Location identification items
▬▬▬▬▬▬
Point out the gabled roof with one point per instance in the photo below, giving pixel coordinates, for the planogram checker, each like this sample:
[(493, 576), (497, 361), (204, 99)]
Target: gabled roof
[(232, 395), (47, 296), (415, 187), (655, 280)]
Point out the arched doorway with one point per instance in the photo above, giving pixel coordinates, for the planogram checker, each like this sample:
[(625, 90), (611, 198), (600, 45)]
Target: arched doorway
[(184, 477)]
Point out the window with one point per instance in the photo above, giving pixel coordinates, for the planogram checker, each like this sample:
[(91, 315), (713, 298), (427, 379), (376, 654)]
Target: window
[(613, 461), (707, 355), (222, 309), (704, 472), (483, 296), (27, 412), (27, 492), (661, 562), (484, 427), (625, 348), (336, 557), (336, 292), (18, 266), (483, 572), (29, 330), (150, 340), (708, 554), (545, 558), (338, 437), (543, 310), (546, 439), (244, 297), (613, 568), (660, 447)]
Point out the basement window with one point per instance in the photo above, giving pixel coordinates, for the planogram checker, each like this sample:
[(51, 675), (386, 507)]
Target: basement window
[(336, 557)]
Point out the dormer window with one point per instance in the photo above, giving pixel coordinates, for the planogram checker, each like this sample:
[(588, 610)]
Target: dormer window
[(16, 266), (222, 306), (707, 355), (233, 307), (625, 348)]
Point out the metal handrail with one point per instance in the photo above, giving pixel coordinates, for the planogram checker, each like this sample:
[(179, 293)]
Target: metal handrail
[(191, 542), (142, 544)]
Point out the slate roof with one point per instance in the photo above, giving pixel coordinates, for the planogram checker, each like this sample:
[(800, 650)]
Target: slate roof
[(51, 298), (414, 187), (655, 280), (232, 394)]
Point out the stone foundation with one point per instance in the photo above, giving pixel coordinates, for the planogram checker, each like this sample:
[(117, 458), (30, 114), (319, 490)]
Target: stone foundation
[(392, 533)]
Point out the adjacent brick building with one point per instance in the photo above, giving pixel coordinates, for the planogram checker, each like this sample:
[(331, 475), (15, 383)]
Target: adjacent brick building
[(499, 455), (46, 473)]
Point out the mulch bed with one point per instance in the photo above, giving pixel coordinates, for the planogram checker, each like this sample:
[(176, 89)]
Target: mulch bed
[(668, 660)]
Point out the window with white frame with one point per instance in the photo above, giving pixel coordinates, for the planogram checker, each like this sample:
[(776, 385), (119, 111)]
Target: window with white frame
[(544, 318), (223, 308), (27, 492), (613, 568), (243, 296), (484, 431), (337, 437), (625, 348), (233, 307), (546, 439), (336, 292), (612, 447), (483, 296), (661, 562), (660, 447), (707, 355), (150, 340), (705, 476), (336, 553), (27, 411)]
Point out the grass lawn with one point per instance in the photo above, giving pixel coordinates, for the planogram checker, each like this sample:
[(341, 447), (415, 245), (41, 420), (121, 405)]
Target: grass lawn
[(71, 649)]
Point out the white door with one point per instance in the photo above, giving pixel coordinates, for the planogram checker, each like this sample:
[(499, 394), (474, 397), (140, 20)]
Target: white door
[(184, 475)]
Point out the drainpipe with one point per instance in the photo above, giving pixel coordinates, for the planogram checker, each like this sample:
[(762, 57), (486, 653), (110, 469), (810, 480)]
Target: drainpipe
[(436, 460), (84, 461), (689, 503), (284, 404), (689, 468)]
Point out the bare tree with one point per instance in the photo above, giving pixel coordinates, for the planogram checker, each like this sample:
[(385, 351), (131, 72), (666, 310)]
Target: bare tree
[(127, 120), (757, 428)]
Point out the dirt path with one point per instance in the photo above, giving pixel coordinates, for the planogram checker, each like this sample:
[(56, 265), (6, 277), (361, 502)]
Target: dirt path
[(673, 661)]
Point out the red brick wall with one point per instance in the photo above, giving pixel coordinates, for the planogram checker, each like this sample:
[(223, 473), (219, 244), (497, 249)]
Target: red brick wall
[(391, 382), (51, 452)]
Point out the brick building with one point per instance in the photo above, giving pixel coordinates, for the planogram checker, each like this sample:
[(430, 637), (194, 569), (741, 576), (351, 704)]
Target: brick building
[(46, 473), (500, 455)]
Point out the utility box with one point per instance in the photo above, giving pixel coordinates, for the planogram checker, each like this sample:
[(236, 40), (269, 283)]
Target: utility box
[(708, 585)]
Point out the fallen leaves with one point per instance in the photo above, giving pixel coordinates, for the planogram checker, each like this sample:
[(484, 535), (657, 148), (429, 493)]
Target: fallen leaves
▬▬▬▬▬▬
Render every line of the records above as a Markdown table with two columns, Row and Line. Number the rows in order and omit any blank lines.

**EXERCISE RESULT:**
| Row | Line |
|---|---|
| 1 | Point out the gabled roof with one point per instance in the photo below, giving pixel coordinates, for the planogram checker, each like this sample: |
| 2 | [(493, 576), (497, 361), (204, 99)] |
| 3 | Target: gabled roof |
| 4 | [(232, 395), (47, 296), (415, 187), (655, 280)] |
| 5 | Point out the arched doorway with one point per instance in the photo above, giving pixel coordinates, for the planogram checker, each like this sample: |
| 6 | [(625, 90), (611, 198), (600, 45)] |
| 7 | Target: arched doorway |
| 8 | [(184, 477)] |
| 9 | Point out the window with one point per instance in the photo above, giving pixel coordinates, for the planogram checker, each like this sample: |
| 10 | [(91, 315), (713, 298), (427, 379), (376, 654)] |
| 11 | Target: window |
| 12 | [(613, 461), (707, 355), (222, 309), (704, 472), (483, 296), (27, 412), (27, 492), (661, 562), (484, 427), (625, 348), (336, 557), (336, 292), (18, 266), (483, 572), (29, 330), (150, 340), (708, 554), (545, 558), (338, 437), (543, 310), (546, 439), (244, 297), (613, 568), (660, 447)] |
| 13 | Point out the basement window with one point per instance in the photo above, giving pixel coordinates, for the planogram checker, each like this sample: |
| 14 | [(51, 675), (386, 507)] |
| 15 | Target: basement window |
| 16 | [(336, 557)] |
| 17 | Point out the dormer window with one point per instance in the photo above, giving pixel coordinates, for the planogram checker, each like this sample: |
| 18 | [(588, 610)] |
| 19 | Target: dormer window |
| 20 | [(16, 266), (222, 306), (707, 355), (233, 307), (625, 348)] |
| 21 | Point out the metal handrail with one point per instance in the photo above, giving pixel coordinates, for the planogram checker, each like this sample: |
| 22 | [(179, 293)] |
| 23 | Target: metal handrail |
| 24 | [(191, 542), (142, 544)] |
| 25 | Point out the slate roof with one point per instance in the photo above, giving pixel coordinates, for the planogram checker, each like this sample: |
| 26 | [(800, 650)] |
| 27 | Target: slate roof |
| 28 | [(51, 298), (414, 187), (655, 280), (232, 394)] |
| 29 | Point out the stone foundation with one point per instance in the photo above, giving pixel coordinates, for the planogram checker, each like this sample: |
| 30 | [(117, 458), (30, 114), (319, 490)] |
| 31 | Target: stone foundation |
| 32 | [(392, 533)] |
| 33 | Point out the adjacent brick building with one point per instance in the photo above, giving pixel coordinates, for the planogram checker, each like this sample: |
| 34 | [(331, 475), (15, 383)] |
| 35 | Target: adjacent brick building |
| 36 | [(499, 455), (46, 473)] |
| 37 | Point out the mulch bed with one point per instance in the photo above, giving pixel coordinates, for the planogram checker, each like this sample: |
| 38 | [(176, 89)] |
| 39 | Target: mulch bed |
| 40 | [(668, 660)] |
| 41 | Point out the window with white frame with one point per instance in the photo above, giving pixel coordinates, for the planogram checker, each like this sample: |
| 42 | [(776, 385), (119, 111)] |
| 43 | Target: window with white frame |
| 44 | [(544, 318), (223, 308), (27, 492), (613, 568), (243, 296), (484, 431), (337, 437), (625, 348), (233, 307), (546, 439), (336, 292), (612, 447), (483, 296), (661, 562), (660, 447), (707, 355), (150, 340), (705, 476), (336, 553), (27, 411)] |
| 45 | Point out the grass lawn with one point per instance in the photo above, giving pixel coordinates, for the planogram checker, each like this sample: |
| 46 | [(341, 447), (415, 245), (41, 420), (121, 405)] |
| 47 | Target: grass lawn |
| 48 | [(71, 649)] |
| 49 | Point out the white door with one point per instance in the photo above, giving pixel coordinates, for the planogram checker, each like this sample: |
| 50 | [(499, 394), (474, 397), (140, 20)] |
| 51 | Target: white door |
| 52 | [(184, 475)] |
| 53 | Point out the drainpipe with one point per instance in the photo above, giving pixel coordinates, for the planogram checker, each like this sample: |
| 54 | [(762, 57), (486, 653), (110, 469), (810, 480)] |
| 55 | Target: drainpipe |
| 56 | [(436, 460), (84, 461), (689, 503), (284, 404), (689, 468)] |
| 57 | Point out the bare tree with one point per instance in the photo above, giving pixel coordinates, for the planogram checker, each like this sample: |
| 58 | [(385, 351), (131, 72), (666, 310)] |
| 59 | Target: bare tree |
| 60 | [(127, 120), (757, 428)] |
| 61 | Point out the dirt path with one point per instance in the photo above, giving pixel coordinates, for the planogram checker, each like this sample: |
| 62 | [(56, 265), (6, 277), (361, 502)] |
| 63 | Target: dirt path |
| 64 | [(673, 661)] |
| 65 | Point out the red brick wall with one point per instance in the photo above, giving pixel coordinates, for the planogram checker, each like this sample: |
| 66 | [(223, 473), (219, 244), (497, 249)] |
| 67 | Target: red brick wall |
| 68 | [(391, 382), (51, 452)] |
| 69 | Point out the brick building with one point per instance in the photo above, giving pixel coordinates, for the planogram checker, each like this sample: |
| 70 | [(430, 637), (194, 569), (741, 576), (351, 704)] |
| 71 | Target: brick building |
| 72 | [(46, 473), (500, 455)] |
| 73 | Point out the utility box with one point per instance in the photo above, giving pixel coordinates, for the planogram checker, each like this sample: |
| 74 | [(236, 40), (269, 283)] |
| 75 | Target: utility box |
| 76 | [(708, 585)] |
| 77 | Point out the fallen leaves with one point per instance in the photo above, giving pixel coordinates, for the planogram checker, each like this sample: |
| 78 | [(484, 535), (657, 148), (429, 493)] |
| 79 | Target: fallen leaves |